_What you are asked to do_
Present the rows starting at the line containing "Can you spot the dry grass?" and ending at the line containing "x=235, y=108" as a two-column CSV with the headers input and output. Give one CSV line per row, with its text under input and its answer under output, each as a single quoted field with line breaks replaced by spaces.

■ ■ ■ ■

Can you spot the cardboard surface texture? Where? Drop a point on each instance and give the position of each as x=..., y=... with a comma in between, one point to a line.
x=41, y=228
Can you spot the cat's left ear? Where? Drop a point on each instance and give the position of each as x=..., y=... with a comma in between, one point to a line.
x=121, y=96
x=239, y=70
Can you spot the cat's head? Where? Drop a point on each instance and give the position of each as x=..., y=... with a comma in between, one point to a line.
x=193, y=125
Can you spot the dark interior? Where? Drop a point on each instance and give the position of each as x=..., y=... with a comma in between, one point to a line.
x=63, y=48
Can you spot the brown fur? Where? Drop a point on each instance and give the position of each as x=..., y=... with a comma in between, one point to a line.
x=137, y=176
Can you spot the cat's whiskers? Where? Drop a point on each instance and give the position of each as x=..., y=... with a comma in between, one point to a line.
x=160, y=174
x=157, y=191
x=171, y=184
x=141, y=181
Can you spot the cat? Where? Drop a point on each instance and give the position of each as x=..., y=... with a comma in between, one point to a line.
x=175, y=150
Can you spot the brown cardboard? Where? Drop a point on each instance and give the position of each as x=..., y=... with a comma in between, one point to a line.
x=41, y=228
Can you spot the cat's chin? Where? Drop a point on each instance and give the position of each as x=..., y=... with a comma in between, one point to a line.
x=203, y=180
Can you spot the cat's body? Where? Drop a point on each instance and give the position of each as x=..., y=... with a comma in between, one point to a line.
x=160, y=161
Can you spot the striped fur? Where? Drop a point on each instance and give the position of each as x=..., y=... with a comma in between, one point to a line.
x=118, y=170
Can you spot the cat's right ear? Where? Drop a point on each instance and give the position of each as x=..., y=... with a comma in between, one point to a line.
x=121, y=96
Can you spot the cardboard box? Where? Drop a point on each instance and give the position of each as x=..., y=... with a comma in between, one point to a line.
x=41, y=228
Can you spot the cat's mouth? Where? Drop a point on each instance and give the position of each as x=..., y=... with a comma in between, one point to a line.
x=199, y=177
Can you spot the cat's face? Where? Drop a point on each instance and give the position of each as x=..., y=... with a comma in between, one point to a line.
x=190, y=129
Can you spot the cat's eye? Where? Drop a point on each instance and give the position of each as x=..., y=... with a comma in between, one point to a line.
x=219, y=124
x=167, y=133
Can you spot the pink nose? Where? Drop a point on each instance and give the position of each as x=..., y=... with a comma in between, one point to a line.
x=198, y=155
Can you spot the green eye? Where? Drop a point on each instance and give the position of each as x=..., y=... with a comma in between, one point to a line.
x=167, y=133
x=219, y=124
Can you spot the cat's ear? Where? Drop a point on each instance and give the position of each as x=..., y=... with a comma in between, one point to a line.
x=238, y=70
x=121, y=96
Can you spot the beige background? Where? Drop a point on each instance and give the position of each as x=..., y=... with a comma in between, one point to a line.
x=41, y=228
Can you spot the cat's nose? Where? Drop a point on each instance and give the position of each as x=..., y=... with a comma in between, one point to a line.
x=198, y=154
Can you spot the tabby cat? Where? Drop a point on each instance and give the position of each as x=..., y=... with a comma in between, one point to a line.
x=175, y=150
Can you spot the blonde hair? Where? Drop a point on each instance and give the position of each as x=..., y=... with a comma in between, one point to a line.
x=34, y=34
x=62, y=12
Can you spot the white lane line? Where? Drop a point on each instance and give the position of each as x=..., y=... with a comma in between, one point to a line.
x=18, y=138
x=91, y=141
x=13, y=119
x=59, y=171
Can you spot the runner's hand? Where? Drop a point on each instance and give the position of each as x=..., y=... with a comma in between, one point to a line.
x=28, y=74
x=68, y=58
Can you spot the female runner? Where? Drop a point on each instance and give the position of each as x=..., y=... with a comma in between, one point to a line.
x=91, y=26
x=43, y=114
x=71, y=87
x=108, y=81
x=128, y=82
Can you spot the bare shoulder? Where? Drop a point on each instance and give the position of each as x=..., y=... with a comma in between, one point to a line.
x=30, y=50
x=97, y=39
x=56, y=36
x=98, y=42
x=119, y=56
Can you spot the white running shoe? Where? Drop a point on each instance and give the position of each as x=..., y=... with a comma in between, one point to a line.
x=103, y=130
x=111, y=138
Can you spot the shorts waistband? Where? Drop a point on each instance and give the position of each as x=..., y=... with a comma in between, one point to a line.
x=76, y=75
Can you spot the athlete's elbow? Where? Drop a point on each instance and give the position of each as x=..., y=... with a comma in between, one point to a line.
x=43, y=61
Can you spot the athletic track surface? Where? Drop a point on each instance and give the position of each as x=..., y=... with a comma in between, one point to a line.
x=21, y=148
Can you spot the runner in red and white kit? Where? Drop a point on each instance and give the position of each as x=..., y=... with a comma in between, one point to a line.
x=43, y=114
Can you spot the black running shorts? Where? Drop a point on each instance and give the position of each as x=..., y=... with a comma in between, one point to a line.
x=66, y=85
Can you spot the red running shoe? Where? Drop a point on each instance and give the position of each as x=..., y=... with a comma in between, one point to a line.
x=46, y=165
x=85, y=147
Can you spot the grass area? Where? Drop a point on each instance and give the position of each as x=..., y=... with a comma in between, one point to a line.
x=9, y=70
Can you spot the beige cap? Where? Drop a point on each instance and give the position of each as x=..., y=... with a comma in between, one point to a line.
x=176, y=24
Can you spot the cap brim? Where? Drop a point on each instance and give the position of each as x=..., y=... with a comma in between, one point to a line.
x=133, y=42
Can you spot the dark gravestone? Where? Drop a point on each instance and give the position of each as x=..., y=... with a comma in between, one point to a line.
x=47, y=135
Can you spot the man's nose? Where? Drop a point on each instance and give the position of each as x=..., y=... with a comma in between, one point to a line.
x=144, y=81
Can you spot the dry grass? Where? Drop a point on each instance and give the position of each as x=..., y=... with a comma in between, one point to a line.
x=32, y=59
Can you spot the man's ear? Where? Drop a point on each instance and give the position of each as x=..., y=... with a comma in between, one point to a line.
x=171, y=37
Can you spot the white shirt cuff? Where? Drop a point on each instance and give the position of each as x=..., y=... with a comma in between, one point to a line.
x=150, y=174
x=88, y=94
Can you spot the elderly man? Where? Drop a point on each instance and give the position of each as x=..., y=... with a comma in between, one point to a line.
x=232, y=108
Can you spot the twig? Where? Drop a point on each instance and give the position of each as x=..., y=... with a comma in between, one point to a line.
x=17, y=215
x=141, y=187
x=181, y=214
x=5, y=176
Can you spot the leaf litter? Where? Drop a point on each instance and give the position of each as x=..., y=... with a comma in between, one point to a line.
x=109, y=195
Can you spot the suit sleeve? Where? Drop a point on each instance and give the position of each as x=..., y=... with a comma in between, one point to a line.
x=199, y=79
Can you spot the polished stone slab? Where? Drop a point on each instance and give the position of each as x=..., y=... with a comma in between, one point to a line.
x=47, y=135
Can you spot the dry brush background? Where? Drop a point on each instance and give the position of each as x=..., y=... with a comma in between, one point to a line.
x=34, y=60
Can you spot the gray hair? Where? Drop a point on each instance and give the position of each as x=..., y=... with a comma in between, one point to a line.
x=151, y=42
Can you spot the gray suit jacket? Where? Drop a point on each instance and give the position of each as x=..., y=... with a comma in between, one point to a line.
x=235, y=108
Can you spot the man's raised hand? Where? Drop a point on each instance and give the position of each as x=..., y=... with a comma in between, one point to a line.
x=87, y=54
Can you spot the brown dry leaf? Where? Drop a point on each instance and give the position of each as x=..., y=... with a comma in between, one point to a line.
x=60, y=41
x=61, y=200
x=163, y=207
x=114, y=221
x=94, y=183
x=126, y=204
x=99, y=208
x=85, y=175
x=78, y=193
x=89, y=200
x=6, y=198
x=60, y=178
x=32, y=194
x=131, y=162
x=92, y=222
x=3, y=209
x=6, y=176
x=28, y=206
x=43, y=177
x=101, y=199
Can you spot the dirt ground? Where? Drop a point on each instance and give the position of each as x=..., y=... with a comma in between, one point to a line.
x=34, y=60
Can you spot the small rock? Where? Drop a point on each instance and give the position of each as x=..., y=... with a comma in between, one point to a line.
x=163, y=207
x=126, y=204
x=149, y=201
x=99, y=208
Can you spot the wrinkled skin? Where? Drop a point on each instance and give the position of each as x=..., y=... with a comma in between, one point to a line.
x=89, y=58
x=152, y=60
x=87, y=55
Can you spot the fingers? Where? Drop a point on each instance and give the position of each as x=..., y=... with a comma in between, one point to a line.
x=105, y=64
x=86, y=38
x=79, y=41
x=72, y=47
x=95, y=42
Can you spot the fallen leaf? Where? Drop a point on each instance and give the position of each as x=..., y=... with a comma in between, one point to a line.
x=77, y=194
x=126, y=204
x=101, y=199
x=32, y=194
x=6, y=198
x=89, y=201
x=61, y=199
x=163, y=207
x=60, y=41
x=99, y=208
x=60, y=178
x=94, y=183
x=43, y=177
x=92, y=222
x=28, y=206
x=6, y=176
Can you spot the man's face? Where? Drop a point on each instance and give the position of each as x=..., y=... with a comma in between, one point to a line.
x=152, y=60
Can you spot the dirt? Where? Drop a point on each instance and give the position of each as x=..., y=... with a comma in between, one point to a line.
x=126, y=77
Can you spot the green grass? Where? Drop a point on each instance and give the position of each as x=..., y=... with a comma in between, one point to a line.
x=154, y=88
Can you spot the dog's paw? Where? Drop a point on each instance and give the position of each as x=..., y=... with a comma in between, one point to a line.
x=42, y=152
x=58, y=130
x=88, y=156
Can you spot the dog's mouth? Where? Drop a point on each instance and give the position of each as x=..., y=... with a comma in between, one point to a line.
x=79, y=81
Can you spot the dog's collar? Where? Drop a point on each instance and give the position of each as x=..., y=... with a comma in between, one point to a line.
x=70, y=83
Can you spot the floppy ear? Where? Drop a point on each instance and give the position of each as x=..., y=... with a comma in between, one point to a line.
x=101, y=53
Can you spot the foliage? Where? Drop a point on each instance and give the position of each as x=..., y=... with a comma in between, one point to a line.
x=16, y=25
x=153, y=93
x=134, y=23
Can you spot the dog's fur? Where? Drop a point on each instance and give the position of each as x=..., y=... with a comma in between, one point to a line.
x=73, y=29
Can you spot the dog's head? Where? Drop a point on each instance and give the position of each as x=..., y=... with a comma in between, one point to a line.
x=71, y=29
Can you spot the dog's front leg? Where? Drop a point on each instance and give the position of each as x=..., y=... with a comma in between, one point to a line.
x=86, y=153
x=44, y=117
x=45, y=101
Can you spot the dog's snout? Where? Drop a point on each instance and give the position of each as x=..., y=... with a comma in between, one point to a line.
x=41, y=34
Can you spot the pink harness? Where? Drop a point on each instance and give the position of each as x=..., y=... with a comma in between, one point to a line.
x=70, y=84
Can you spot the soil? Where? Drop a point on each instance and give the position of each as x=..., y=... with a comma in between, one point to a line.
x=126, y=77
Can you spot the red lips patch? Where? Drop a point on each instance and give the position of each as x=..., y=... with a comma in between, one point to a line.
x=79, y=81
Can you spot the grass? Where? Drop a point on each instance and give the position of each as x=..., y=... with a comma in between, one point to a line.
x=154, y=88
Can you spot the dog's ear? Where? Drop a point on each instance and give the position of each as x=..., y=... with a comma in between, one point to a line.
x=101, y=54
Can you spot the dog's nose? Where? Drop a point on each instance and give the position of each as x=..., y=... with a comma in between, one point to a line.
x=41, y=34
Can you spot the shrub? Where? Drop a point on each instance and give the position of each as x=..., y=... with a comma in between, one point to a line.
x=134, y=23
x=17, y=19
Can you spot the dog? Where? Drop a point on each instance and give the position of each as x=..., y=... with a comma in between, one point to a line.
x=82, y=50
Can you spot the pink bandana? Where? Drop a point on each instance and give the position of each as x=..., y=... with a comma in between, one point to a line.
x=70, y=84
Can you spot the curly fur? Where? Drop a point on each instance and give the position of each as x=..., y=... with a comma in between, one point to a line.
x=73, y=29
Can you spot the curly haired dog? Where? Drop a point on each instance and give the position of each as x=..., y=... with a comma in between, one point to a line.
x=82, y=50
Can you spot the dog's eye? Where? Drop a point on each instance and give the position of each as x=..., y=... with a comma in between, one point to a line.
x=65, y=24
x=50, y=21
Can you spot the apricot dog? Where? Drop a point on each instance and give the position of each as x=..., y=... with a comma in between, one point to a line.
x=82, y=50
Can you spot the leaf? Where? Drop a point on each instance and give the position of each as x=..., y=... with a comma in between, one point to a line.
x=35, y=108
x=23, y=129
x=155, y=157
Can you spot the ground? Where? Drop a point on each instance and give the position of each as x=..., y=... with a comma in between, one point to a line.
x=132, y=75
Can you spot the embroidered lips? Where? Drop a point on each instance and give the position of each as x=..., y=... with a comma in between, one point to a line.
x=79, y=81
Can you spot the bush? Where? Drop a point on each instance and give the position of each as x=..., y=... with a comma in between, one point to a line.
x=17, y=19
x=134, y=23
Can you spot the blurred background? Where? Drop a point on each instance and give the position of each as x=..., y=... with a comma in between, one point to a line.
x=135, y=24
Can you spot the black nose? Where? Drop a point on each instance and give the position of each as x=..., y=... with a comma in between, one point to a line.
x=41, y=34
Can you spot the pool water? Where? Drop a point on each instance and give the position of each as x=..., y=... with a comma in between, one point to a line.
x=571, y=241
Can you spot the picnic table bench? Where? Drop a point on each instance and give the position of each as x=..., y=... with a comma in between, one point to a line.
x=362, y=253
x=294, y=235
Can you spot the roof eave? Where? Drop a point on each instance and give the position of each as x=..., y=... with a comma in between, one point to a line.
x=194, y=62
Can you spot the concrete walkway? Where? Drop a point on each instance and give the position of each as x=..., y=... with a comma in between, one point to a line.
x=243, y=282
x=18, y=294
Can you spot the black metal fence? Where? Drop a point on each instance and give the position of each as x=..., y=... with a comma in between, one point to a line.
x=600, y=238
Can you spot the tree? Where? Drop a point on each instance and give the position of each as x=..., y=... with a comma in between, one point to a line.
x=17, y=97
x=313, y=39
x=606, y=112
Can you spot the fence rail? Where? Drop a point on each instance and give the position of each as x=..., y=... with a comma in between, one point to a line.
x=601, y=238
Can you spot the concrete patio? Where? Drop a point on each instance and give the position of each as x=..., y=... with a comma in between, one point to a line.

■ ■ ■ ■

_Final result_
input,output
"Can you spot the dry grass? Where? Drop a point on each instance and give the position of each as x=..., y=... with a comma in between, one point to a line.","x=32, y=59"
"Can you spot the man's ear? Where? Drop a point on each instance and give the position of each as x=..., y=... with a comma in between, one point to a line.","x=171, y=37"
"Can you spot the white shirt cuff? Where? Drop a point on each instance and give the position of each as x=..., y=... with a comma in between, one point to a line.","x=150, y=174 x=88, y=94"
"Can you spot the elderly man? Where? Drop a point on each instance and give the position of each as x=..., y=... with a comma in between, one point to a line.","x=232, y=108"
"Can you spot the twig? Where? Drop a point on each instance and give the position of each as x=..., y=... with a comma in between, one point to a line.","x=17, y=215 x=141, y=187 x=181, y=214 x=5, y=176"
"Can you spot the leaf litter? Where? Drop a point on each instance and give the position of each as x=..., y=... with a comma in between, one point to a line.","x=109, y=195"
"Can you spot the suit sleeve? Where? Drop a point on each instance and give the position of each as x=..., y=... with a comma in between, one point to a line.","x=199, y=79"
"Can you spot the polished stone slab? Where? Drop a point on each instance and give the position of each as x=..., y=... with a comma in between, one point to a line.","x=47, y=135"
"Can you spot the dry brush background? Where? Drop a point on each instance and give the position of each as x=..., y=... with a comma in between, one point to a line.","x=34, y=60"
"Can you spot the gray hair? Where? Drop a point on each instance and give the position of each as x=..., y=... with a comma in between, one point to a line.","x=151, y=42"
"Can you spot the gray suit jacket? Where? Drop a point on each instance and give the position of each as x=..., y=... with a comma in between, one point to a line.","x=235, y=108"